* [Provided text]:
>>>>>
American College of Healthcare Executives Offers Pandemic Simulation Exercise

June 21, 2021

Beginning this summer, the American College of Healthcare Executives (ACHE) will offer a new strategic decision-making and team-building exercise, including a unique pandemic component, to its 48,000 members across the globe. This unique learning experience, developed at Columbia University Mailman School of Public Health, is designed for healthcare leaders.

David Bartholomew, senior vice president of Learning, ACHE: “At our 2021 ACHE Congress, we heard hospital leaders share a need for a way to cement the lessons learned from the pandemic. Mailman’s new exercise includes a simulated crisis—likely the first such simulation of its kind—which will help our members have an appreciation for best practice measures needed to ensure a secure future.”

John S. Winkleman, director of the Health System Simulation program and Consulting Practice and a member of the Columbia Mailman School faculty in the Department of Health Policy and Management: “We are excited to have the opportunity to work with the ACHE to ensure that health system leaders learn how to grow into new areas, manage through a recession and most importantly, remain strong and viable throughout and following a pandemic. We have witnessed the devastating impact of the COVID-19 crisis on healthcare systems. Going forward, all hospital executives and providers need to be adept at navigating an unsettled marketplace through a host of staff deployment, resource allocation, financing, regulatory requirements, and marketing challenges.”

Available both in-person and online, the Health System Simulation introduces a pandemic crisis, along with other challenges, in a realistic exercise. It matches the complexity and intensity of decision-making in a multi-hospital marketplace, to help teach healthcare executives in strategic decision-making on legal, regulatory, and clinical, so they can weather the crisis and best meet the healthcare needs of the communities they serve.
<<<<<
* [Data section]:
>>>>>
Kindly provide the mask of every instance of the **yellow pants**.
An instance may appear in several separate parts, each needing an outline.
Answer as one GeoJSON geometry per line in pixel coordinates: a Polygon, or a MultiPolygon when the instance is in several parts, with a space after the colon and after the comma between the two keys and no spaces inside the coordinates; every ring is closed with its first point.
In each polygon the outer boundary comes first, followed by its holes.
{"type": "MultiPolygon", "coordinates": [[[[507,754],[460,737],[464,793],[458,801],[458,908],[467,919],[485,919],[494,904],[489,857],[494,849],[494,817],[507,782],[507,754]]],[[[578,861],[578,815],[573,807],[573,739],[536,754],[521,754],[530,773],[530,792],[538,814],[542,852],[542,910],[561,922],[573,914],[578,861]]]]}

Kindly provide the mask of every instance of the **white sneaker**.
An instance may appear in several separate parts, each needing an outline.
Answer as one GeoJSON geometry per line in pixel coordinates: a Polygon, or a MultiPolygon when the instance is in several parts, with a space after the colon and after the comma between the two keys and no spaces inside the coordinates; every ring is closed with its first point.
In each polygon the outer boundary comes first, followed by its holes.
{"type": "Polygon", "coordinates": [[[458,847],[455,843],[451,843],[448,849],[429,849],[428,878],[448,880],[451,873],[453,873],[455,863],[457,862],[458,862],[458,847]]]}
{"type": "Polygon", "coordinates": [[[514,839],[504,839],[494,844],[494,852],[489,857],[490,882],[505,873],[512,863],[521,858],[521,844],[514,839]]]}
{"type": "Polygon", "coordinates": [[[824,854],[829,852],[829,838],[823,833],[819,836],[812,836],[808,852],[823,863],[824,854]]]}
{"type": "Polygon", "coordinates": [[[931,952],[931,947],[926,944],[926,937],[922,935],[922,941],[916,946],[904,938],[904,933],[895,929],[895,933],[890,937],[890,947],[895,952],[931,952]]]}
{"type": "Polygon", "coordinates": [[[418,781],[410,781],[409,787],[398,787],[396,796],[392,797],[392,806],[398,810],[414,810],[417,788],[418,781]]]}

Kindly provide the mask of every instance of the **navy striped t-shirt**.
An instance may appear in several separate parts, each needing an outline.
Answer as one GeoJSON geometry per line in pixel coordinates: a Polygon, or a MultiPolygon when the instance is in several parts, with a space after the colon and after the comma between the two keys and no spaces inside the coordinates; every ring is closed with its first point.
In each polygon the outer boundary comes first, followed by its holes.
<<<<<
* [Actions to take]:
1 > Answer these questions from the announcement about the ACHE pandemic simulation exercise, one line each:
(a) How many members does ACHE offer the new exercise to?
(b) At what institution was the exercise developed?
(c) In what formats is the Health System Simulation available?
2 > Extend the announcement about the ACHE pandemic simulation exercise, picking up after its final paragraph.

* [Your written answers]:
1 >
(a) 48,000 members across the globe.
(b) Columbia University Mailman School of Public Health.
(c) Both in-person and online.

2 >
As part of the simulation, healthcare executives face numerous challenges, such as preventing supply chain disruptions, managing lost revenues as healthcare workers redeploy to other areas, and addressing the mental health stressors experienced by frontline workers. Executives must also seize opportunities, including the chance to participate in developing public service programs and innovating protocols around testing, treatment, and vaccination.

The American College of Healthcare Executives

For over 85 years, the American College of Healthcare Executives (ACHE) has focused on one mission—advancing leaders and the field of healthcare leadership excellence. ACHE is the professional home to more than 48,000 healthcare executives who are committed to integrity, lifelong learning, leadership, and diversity and inclusion. Healthcare executives count on ACHE to help them gain valuable knowledge to improve health for their patients and their communities. Members have access to networking, education, and career development through a network of 77 chapters. (More here.)

America’s First Health System Simulation

The first Health System Simulation in the United States, named in honor of its creator, Thomas P. Ference, who taught at Columbia University for 51 years, simulates the complexities associated with hospital management. Participants are assigned to mock hospital leadership teams in the roles of CEO, chief financial officer, chief medical officer, and chief nursing officer. Through a series of sequential operating cycles, the team makes strategic decisions in operations—for example, how much money to allocate to marketing vs. quality improvements. After each round, teams review their performance results and adjust their resource allocations, supported by feedback from a simulation facilitator. Along the way, the teams create a mission statement and benchmark their progress.

Developed in 2009 with the input of healthcare industry leaders and updated in June 2021, the health system simulation is a part of trainings given to graduate students, as well as top executives at organizations. The simulation is also part of education programs at NewYork-Presbyterian, NYC Health+Hospitals, Bocconi University (Milan), and now, the ACHE.